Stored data
● ● ● ● ● ● ●
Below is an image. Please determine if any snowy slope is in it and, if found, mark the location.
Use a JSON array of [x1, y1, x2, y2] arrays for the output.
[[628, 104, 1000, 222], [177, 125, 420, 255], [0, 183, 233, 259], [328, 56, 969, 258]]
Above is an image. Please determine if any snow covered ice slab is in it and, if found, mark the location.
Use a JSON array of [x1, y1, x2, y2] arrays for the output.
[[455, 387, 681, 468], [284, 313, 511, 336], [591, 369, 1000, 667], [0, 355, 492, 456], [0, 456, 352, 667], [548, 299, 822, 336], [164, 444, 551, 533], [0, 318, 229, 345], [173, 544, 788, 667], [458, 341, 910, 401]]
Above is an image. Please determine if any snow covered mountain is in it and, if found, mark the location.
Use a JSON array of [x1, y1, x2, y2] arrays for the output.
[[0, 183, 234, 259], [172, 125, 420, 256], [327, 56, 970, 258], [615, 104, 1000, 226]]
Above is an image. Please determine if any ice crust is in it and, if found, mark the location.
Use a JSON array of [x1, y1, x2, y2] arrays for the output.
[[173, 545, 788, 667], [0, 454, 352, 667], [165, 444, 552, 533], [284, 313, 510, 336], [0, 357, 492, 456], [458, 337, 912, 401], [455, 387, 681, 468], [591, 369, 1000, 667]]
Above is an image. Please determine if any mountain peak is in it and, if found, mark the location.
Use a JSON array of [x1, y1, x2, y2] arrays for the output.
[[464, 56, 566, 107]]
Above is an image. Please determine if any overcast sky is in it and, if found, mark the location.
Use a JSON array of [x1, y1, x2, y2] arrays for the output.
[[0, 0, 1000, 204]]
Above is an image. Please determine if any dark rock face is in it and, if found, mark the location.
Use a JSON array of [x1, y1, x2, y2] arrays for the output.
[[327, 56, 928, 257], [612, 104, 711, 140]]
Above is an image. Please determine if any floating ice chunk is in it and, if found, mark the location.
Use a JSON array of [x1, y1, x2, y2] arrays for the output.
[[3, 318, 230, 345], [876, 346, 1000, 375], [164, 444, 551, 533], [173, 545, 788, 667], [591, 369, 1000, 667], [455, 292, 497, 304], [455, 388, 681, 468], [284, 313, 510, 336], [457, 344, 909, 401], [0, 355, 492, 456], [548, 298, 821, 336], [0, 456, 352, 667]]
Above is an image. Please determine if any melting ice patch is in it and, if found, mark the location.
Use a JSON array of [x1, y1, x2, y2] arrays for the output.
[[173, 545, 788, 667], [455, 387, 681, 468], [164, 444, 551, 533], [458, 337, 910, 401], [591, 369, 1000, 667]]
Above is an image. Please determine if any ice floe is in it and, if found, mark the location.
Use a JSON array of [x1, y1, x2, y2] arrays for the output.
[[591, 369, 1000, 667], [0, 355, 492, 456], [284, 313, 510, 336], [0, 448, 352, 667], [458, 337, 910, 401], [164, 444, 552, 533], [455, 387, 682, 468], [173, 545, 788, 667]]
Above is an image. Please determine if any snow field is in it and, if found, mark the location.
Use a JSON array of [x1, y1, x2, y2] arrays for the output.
● ● ● ● ● ● ●
DESCRIPTION OF THE TASK
Rewrite every item above as a numbered list, leaving out any blank lines.

RESULT OF THIS TASK
1. Below is an image. Please determine if any snowy slope is in it and, if found, mark the location.
2. Use a JSON array of [x1, y1, x2, y2] arrays for the output.
3. [[628, 104, 1000, 222], [177, 125, 420, 255], [0, 183, 233, 259], [328, 56, 969, 258]]
4. Above is an image. Please determine if any snow covered ice slab is in it and, if found, mark the location.
5. Use a JSON array of [x1, y1, x2, y2] arrays for the output.
6. [[455, 387, 681, 468], [284, 313, 511, 336], [591, 369, 1000, 667], [0, 355, 492, 456], [0, 456, 352, 667], [548, 299, 822, 336], [164, 444, 551, 533], [0, 318, 229, 345], [173, 544, 788, 667], [458, 341, 910, 401]]
7. Above is an image. Please determine if any snow covered mountain is in it and, if found, mark the location.
8. Use a JSON array of [x1, y1, x2, y2] arrays for the output.
9. [[0, 183, 234, 259], [172, 125, 420, 256], [327, 56, 970, 258], [615, 104, 1000, 226]]
10. Above is an image. Please determine if any ice crust is in it and, if found, mark the location.
11. Use a JSON array of [x1, y1, x2, y2] arrays for the output.
12. [[173, 545, 788, 667], [0, 454, 352, 667], [165, 444, 552, 533], [284, 313, 510, 336], [0, 357, 492, 456], [458, 337, 912, 401], [455, 387, 681, 468], [591, 369, 1000, 667]]
13. Above is an image. Please determine if any mountain peak is in it and, if found, mark the location.
14. Use a JSON array of [x1, y1, x2, y2] arrays for the output.
15. [[464, 56, 566, 107]]
16. Above is an image. Please determine if any overcast sky is in it and, if found, mark the location.
17. Use a JSON array of [x1, y1, x2, y2] arrays for the output.
18. [[0, 0, 1000, 204]]
19. Above is an image. Please determine if any dark rock face is in it and, if found, mark the location.
20. Use a JSON array of [x1, y1, x2, y2] arrays for the output.
21. [[327, 56, 928, 257], [612, 104, 711, 140]]
22. Above is an image. Please determine if any floating ice chunk is in it and, if found, mark the location.
23. Use a JSON array of [x1, y1, x2, y2] arrays for the output.
24. [[3, 318, 230, 345], [876, 346, 1000, 375], [164, 444, 551, 533], [173, 545, 788, 667], [591, 369, 1000, 667], [455, 292, 497, 304], [455, 388, 681, 468], [284, 313, 510, 336], [457, 344, 909, 401], [0, 355, 492, 456], [548, 298, 821, 336], [0, 456, 352, 667]]
25. Above is an image. Please determine if any melting ice patch is in it and, if found, mark the location.
26. Use a JSON array of [x1, y1, x2, y2] arrays for the output.
27. [[173, 545, 788, 667], [455, 387, 681, 468], [164, 444, 551, 533], [458, 337, 910, 401], [591, 369, 1000, 667]]
28. Above is an image. Please determine if any ice floe is in it and, if found, mark the location.
29. Use a JSON array of [x1, y1, x2, y2] arrays for the output.
30. [[591, 369, 1000, 667], [0, 355, 492, 456], [284, 313, 510, 336], [0, 448, 352, 667], [458, 337, 910, 401], [164, 444, 552, 533], [455, 387, 682, 468], [173, 545, 788, 667]]
31. Above is an image. Please determine if any snow field is in it and, if found, mark the location.
32. Use a JSON array of [x1, y1, x2, y2] arrays for the output.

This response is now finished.